25 jul 2021

VIVA MI CUBA LIBRE... Y TAL Y TAL... (I)

  

Tengo el terrado calcinado y he tenido que salir a la calle con sombrero; el sol, si no está embotellado, acaba conmigo. Y un amigo me ha dicho que llevaba un cubano; sí, un sombrero de paja … y a resultas de ello me he decidido a escribir sobre Cuba. Con la que está cayendo en Cuba, me he atrevido con este análisis, que el amigo Abich certificaría hoy cuando sólo hablan de boinas negras y las protestas se han diluido en el mar de represión

Y me arranco con las ansias de independencia cubana; entonces, de España, que había plantado su bandera en la isla Juana -como Colón la llamó- desde el 28 de octubre de 1492. Pero que sepan que ya en el XVIII tanto los Estados Unidos como Gran Bretaña la querían[1]. Y los del lugar ansiaban ser sus propios señores.


Y no vean como estuvo el tema a lo largo del XIX, donde las logias masónicas campaban por sus fueron y buscaban hacer de aquel amasijo de ingenios azucareros -en manos de terratenientes criollos o españoles de estirpe- y de plantaciones cafetaleras -que explotaban descendientes de los franceses que habían llegado a Cuba huyendo de la revolución haitiana- junto a otras de café, tabaco, cacao, algodón y añil que era lo que la tierra cubana daba. Era un paraíso productivo del que pendía una espada de Damocles: el peligro de una revolución de los esclavos negros. Porque el agro lo trabajaban, explicó el padre
Valera ante las mismísimas Cortes de Cádiz (en 1823), 290.000 esclavos negros (el 40’6% de la población). En fin: una isla de mayoría criolla y minoría europea donde administrativos coloniales, militares peninsulares e inmigrantes españoles en busca de fortuna era grupo dominante -junto a los franceses venidos de Haití- y unos pocos libertos (negros y mulatos); pero el resto, esclavos negros.

* _Datos en bruto_
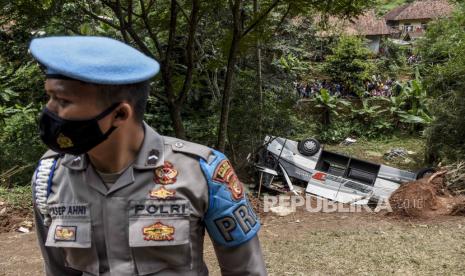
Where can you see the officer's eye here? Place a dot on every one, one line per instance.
(63, 102)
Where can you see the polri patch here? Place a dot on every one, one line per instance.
(165, 174)
(162, 193)
(158, 232)
(225, 173)
(65, 233)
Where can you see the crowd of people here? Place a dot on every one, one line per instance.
(376, 86)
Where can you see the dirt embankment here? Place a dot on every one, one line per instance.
(12, 218)
(427, 198)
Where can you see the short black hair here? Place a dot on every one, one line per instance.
(135, 94)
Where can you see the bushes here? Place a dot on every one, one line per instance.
(20, 145)
(371, 117)
(443, 66)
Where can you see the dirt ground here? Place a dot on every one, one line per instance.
(319, 244)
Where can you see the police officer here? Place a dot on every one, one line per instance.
(114, 197)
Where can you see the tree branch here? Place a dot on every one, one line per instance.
(190, 51)
(260, 18)
(101, 19)
(145, 19)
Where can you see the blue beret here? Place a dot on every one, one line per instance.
(93, 59)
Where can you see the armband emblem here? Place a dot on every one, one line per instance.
(225, 173)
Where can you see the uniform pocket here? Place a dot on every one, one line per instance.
(159, 241)
(71, 230)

* _Tareas pendientes_
(A) Di si cada afirmación concuerda con el fragmento sobre Cuba y respalda cada respuesta con las palabras del fragmento que lo deciden, citadas literalmente. (i) Colón dio a la isla el nombre de Juana. (ii) El padre Valera se expresó ante las Cortes de Cádiz. (iii) Las plantaciones cafetaleras las explotaban descendientes de ingleses.
(B) Transcribe el fragmento sobre Cuba a partir de "Y me arranco" y hasta "sus propios señores.", ambos incluidos.
Las entradas proceden de una fuente distinta de la del fragmento.

* _Soluciones completas_
(A)
(i) Sí: "la isla Juana -como Colón la llamó-".
(ii) Sí: "explicó el padre Valera ante las mismísimas Cortes de Cádiz".
(iii) No: "que explotaban descendientes de los franceses que habían llegado a Cuba huyendo de la revolución haitiana".

(B)
Y me arranco con las ansias de independencia cubana; entonces, de España, que había plantado su bandera en la isla Juana -como Colón la llamó- desde el 28 de octubre de 1492. Pero que sepan que ya en el XVIII tanto los Estados Unidos como Gran Bretaña la querían[1]. Y los del lugar ansiaban ser sus propios señores.